_Action item_
Repeat the entries that appear below, exactly and in full.

-*-*-

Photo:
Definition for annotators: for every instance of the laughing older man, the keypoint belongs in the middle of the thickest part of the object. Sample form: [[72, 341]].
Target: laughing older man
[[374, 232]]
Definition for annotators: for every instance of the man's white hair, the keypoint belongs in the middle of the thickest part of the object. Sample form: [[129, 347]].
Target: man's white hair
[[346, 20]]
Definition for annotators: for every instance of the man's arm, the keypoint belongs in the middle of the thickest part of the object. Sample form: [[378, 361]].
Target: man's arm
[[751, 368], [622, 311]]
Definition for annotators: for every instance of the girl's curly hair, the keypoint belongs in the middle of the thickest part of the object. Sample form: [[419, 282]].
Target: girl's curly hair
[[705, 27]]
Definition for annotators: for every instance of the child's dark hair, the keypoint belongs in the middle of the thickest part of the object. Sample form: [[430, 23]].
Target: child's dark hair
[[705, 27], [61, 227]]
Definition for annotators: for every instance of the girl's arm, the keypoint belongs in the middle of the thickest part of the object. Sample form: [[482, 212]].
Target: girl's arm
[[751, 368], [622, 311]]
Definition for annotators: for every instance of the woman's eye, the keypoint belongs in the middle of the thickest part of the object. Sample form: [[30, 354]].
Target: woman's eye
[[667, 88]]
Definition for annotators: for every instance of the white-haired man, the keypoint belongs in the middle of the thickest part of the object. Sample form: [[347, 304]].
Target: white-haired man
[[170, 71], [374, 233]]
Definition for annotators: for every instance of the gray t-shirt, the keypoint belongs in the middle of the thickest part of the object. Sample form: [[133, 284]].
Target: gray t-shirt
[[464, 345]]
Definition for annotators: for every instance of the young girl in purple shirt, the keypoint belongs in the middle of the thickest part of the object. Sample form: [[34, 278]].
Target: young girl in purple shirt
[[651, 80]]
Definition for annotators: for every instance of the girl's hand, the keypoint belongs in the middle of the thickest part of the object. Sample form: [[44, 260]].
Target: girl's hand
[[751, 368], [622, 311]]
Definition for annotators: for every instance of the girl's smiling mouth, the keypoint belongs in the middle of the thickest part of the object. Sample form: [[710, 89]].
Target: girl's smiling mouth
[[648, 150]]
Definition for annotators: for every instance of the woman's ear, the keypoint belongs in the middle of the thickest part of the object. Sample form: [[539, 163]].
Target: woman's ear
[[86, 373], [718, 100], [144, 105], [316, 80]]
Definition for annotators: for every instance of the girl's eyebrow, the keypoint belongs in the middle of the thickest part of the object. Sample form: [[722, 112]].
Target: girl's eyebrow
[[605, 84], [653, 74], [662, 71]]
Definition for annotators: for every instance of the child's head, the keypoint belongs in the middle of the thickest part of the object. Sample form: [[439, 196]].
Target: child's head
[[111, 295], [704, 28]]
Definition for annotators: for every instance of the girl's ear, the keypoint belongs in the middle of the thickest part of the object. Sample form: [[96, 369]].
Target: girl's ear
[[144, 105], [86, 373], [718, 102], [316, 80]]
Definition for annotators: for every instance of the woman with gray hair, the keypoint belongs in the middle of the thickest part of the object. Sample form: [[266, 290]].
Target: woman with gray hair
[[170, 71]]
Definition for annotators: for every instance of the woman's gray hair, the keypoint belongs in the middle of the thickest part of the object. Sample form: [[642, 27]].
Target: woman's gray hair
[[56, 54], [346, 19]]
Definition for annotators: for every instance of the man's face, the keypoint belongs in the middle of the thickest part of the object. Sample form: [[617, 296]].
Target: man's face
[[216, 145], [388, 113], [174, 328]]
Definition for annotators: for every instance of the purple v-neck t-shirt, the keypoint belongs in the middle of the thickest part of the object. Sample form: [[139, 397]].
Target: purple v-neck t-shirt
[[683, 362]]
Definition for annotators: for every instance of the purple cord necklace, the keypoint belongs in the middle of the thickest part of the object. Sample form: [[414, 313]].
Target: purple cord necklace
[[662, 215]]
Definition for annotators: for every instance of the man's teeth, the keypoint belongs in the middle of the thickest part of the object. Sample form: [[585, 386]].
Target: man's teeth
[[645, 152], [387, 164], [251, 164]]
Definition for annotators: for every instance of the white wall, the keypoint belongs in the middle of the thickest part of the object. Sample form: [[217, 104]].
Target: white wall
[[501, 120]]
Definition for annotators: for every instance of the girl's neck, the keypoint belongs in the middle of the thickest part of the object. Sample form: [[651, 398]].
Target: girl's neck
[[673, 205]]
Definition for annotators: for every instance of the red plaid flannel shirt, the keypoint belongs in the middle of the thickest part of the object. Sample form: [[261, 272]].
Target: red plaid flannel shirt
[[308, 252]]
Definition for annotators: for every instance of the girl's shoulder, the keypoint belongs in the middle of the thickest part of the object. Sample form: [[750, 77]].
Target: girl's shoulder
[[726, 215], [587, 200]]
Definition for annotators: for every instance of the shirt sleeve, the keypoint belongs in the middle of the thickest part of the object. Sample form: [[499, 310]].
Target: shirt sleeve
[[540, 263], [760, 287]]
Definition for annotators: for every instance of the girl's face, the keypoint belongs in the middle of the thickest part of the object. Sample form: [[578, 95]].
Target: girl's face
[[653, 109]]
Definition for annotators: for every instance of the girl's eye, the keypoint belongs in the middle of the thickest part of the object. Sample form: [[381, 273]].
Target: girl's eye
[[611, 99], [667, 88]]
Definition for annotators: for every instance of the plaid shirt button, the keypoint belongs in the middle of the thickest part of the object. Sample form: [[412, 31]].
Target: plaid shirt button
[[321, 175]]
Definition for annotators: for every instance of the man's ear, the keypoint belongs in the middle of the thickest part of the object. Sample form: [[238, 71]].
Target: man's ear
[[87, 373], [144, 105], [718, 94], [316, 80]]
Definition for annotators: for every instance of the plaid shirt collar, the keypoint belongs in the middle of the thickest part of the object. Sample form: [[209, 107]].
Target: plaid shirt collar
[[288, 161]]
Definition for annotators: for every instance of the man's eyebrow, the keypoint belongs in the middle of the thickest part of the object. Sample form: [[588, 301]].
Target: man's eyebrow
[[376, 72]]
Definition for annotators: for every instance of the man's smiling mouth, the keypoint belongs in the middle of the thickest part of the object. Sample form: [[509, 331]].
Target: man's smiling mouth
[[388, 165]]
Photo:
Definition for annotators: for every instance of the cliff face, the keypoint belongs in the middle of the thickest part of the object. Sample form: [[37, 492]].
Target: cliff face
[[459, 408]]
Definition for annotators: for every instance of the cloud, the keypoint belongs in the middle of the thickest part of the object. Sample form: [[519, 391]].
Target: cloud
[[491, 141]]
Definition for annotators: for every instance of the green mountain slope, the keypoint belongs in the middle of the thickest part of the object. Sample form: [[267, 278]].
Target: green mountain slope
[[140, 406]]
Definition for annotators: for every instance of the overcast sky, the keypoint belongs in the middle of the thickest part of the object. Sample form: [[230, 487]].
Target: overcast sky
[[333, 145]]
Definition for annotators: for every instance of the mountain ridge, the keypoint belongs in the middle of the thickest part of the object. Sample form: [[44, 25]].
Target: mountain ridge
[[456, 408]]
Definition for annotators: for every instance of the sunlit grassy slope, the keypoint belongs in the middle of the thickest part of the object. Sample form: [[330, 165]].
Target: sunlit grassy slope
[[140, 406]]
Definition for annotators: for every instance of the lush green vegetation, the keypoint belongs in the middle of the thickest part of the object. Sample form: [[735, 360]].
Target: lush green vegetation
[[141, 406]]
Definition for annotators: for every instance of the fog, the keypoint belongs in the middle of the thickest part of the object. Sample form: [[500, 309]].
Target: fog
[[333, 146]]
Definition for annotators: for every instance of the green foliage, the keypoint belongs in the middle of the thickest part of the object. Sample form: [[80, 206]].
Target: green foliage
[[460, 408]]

-*-*-

_Response area_
Photo:
Definition for annotators: for every instance of the laughing older man, the keypoint belongs in the middle of the thickest part of the object. Sample form: [[72, 341]].
Target: laughing older man
[[374, 232]]
Definition for annotators: for every instance of the man's white hair, the keypoint belongs in the middle of the thickest part of the object. Sample form: [[129, 347]].
Target: man's white hair
[[346, 20]]
Definition for annotators: for every instance of the man's arm, the keypoint belongs in the middle of the thickest part of the object. Sample form: [[378, 361]].
Target: man's arm
[[751, 368], [622, 311]]
Definition for annotators: for every instance of the girl's curly hair, the keypoint belongs in the middle of the thickest part of the object. Sample form: [[419, 282]].
Target: girl's curly hair
[[705, 27]]
Definition for annotators: for every instance of the child's dark hair, the keypoint belongs in the middle of the thickest part of the object. Sample form: [[430, 23]].
Target: child's dark hair
[[705, 27], [61, 227]]
Definition for annotators: for every instance of the girl's arm, the keypoint belongs in the middle of the thickest part of the object. Sample form: [[482, 212]].
Target: girl's arm
[[751, 368], [622, 311]]
Definition for annotators: for every instance of the woman's eye, the keypoint belongs in the middle of the thickest part of the object. Sample form: [[30, 354]].
Target: woman's eye
[[667, 88]]
Definition for annotators: for every instance of the white-haired man, the keypoint belongs in the middle of the thickest part of the object. Sample form: [[347, 304]].
Target: white-haired man
[[170, 71], [374, 233]]
Definition for annotators: for every instance of the gray t-shirt, the keypoint belongs in the middle of the thickest part of the object. Sample form: [[133, 284]].
Target: gray t-shirt
[[464, 345]]
Definition for annotators: for every instance of the young girl in purple shirt, the keypoint belongs in the middle of the thickest part of the object. Sample form: [[34, 278]].
Target: young girl in purple shirt
[[651, 80]]
Definition for annotators: for every instance of the girl's hand, the keypoint belongs in the middle of the thickest part of the object. Sample form: [[44, 260]].
Target: girl's hand
[[751, 368], [622, 311]]
Definition for annotators: for every instance of the girl's smiling mouth, the keypoint belongs in the middle of the thickest part of the object. Sample form: [[710, 89]].
Target: girl's smiling mouth
[[648, 150]]
Definition for annotators: for every instance of the woman's ear, the keypoint belongs in the middle of the thickest part of the object. Sample form: [[539, 163]].
Target: woman's ear
[[86, 373], [718, 100], [144, 105], [316, 80]]
Definition for annotators: for every instance of the girl's eyebrow, the keypoint belongs in the middle of the thickest part of the object. Sample form: [[722, 112]].
Target: girl's eyebrow
[[605, 84], [653, 74], [662, 71]]
Definition for annotators: for every instance of the child's head, the keypoint belongs in the middle of the thickest part of the object. Sample form: [[439, 196]].
Target: child's head
[[111, 295], [704, 28]]
Definition for annotators: for every instance of the girl's ear, the keypoint belongs in the middle of the thickest part of the object. Sample form: [[96, 369]].
Target: girl's ear
[[144, 105], [86, 373], [718, 102], [316, 80]]
Definition for annotators: for every instance of the woman with gray hair, the keypoint belongs in the middle of the thickest part of the object. Sample form: [[266, 290]].
Target: woman with gray hair
[[170, 71]]
Definition for annotators: for every instance of the woman's gray hair, the keypoint belongs in the middle of the thickest part of the object. Sample form: [[642, 27]].
Target: woman's gray hair
[[56, 54], [346, 19]]
Definition for annotators: for every instance of the man's face, the keypoint belongs in the middle of the thickest part of the object. Sample form: [[617, 296]].
Target: man's face
[[216, 145], [388, 113], [174, 328]]
Definition for annotators: for every instance of the purple v-neck t-shirt, the keypoint belongs in the middle of the thickest part of the object. Sample form: [[139, 397]].
Target: purple v-neck t-shirt
[[683, 362]]
Definition for annotators: for every instance of the purple cord necklace, the keypoint belongs in the middle of the thickest part of the object. Sample form: [[414, 313]].
Target: purple cord necklace
[[662, 215]]
Definition for annotators: for every instance of the man's teeth, the keypoint belongs in the middle of the thickest part of the object. Sample form: [[585, 386]].
Target: man's teeth
[[645, 152], [387, 164], [251, 164]]
Definition for annotators: for every instance of the white wall, the keypoint belongs in the middle of the thickest part of the object. Sample form: [[217, 104]].
Target: white wall
[[501, 120]]
Definition for annotators: for every instance of the girl's neck, the keypoint belongs in the middle of the thickest part of the object. Sample form: [[651, 398]].
Target: girl's neck
[[673, 205]]
Definition for annotators: for every instance of the red plaid flannel shirt, the keypoint belongs in the middle of the thickest part of the object. Sample form: [[261, 272]].
Target: red plaid flannel shirt
[[308, 252]]
Definition for annotators: for every instance of the girl's shoulder, the keypoint belongs in the middle of the thickest part of the object. Sample form: [[750, 77]].
Target: girl's shoulder
[[726, 215], [587, 200]]
Definition for annotators: for every instance of the shirt sleeve, the keypoint belongs in the middle of the thickest part of the object. Sample form: [[499, 310]].
Target: shirt sleeve
[[540, 263], [760, 287]]
Definition for annotators: for every instance of the girl's face, the keypoint belongs in the middle of the thickest part of the object. Sample form: [[578, 95]].
Target: girl's face
[[653, 109]]
Definition for annotators: for every instance of the girl's eye, the keypoint belongs in the middle of the thickest part of the object. Sample form: [[381, 273]].
Target: girl's eye
[[611, 99], [667, 88]]
Definition for annotators: for every instance of the plaid shirt button, the keypoint belongs in the middle of the thickest part of the object. Sample form: [[412, 31]].
Target: plaid shirt button
[[321, 175]]
Definition for annotators: for every instance of the man's ear, the keypoint belongs in the middle of the thickest part of the object. Sample form: [[238, 71]].
Target: man's ear
[[87, 373], [144, 105], [718, 94], [316, 80]]
Definition for annotators: for every instance of the plaid shirt collar, the keypoint belongs in the middle of the thickest part of the object. Sample form: [[209, 107]].
Target: plaid shirt collar
[[288, 161]]
Definition for annotators: for every instance of the man's eyebrow, the keypoint belongs in the middle of the thickest part of the object. Sample form: [[588, 301]].
Target: man's eyebrow
[[376, 72]]
Definition for annotators: for every instance of the man's smiling mouth, the keypoint belongs in the middle of the thickest part of the object. Sample form: [[509, 331]].
Target: man's smiling mouth
[[388, 165]]
Photo:
Definition for annotators: for every instance of the cliff face, the keypoint belongs in the middle of the thickest part of the object. Sample form: [[37, 492]].
Target: cliff face
[[459, 408]]
Definition for annotators: for every instance of the cloud, the keypoint belongs in the middle of the thickest part of the object. Sample form: [[519, 391]].
Target: cloud
[[491, 141]]
Definition for annotators: for every instance of the green mountain slope, the keypoint belongs in the middle of the thickest part of the object. Sample form: [[267, 278]].
Target: green mountain slope
[[140, 406]]
Definition for annotators: for every instance of the overcast sky, the keypoint belongs in the middle of the thickest part of the object. Sample form: [[230, 487]].
Target: overcast sky
[[333, 145]]
Definition for annotators: for every instance of the mountain ridge, the keypoint belongs in the middle of the thickest part of the object. Sample form: [[44, 25]].
Target: mountain ridge
[[456, 408]]
Definition for annotators: for every instance of the sunlit grassy slope, the keypoint belongs in the middle of the thickest part of the object. Sample form: [[330, 165]].
Target: sunlit grassy slope
[[140, 406]]
Definition for annotators: for every instance of the lush green vegetation, the keypoint belongs in the middle of the thickest part of the object. Sample form: [[735, 360]].
Target: lush green vegetation
[[141, 406]]
Definition for annotators: for every instance of the fog, the keypoint belongs in the middle of the thickest part of the object. Sample form: [[500, 309]].
Target: fog
[[333, 146]]
Definition for annotators: for every instance of the green foliage, the keypoint belongs in the middle of the thickest part of the object. Sample form: [[80, 206]].
Target: green foliage
[[460, 408]]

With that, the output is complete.